TASK PROMPT: For the material that follows, list every line containing the word "Boxes".

[[ DATA EXCERPTS, beginning ]]

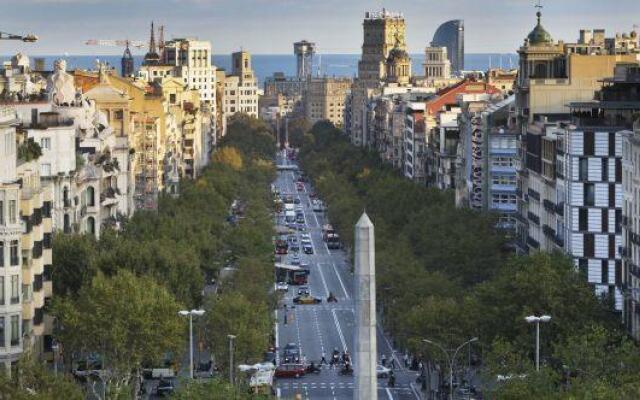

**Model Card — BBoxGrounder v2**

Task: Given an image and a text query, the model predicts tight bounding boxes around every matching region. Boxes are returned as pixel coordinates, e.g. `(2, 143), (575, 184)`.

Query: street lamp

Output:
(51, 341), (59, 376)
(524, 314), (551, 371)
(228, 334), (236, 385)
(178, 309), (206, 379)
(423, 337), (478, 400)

[[ DATA EXCERPTS, end ]]
[[ DATA EXCERPTS, beginning ]]

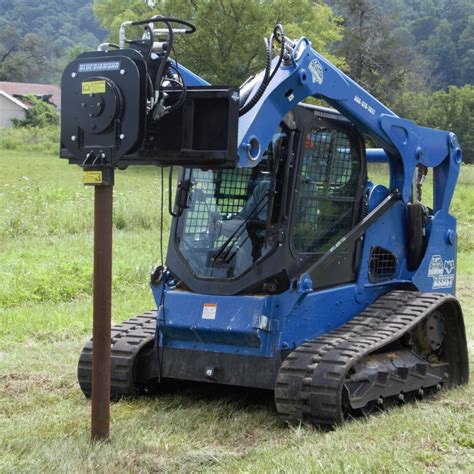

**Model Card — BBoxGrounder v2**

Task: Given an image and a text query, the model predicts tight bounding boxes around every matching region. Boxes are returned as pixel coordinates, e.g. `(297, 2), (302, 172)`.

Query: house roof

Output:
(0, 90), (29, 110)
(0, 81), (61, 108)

[[ DATA EXCERPTS, end ]]

TASK OUTPUT:
Task: Given an image and a text query, the model predicts tight bounding boxes around every matching region. Boxes are returned as pixel coordinates, e.g. `(2, 143), (575, 184)`.
Task: Given an image and a text query, the model predicts tight bounding boxes around every matching region. Boxes are returned as pixel coordinates, e.g. `(297, 2), (302, 172)`.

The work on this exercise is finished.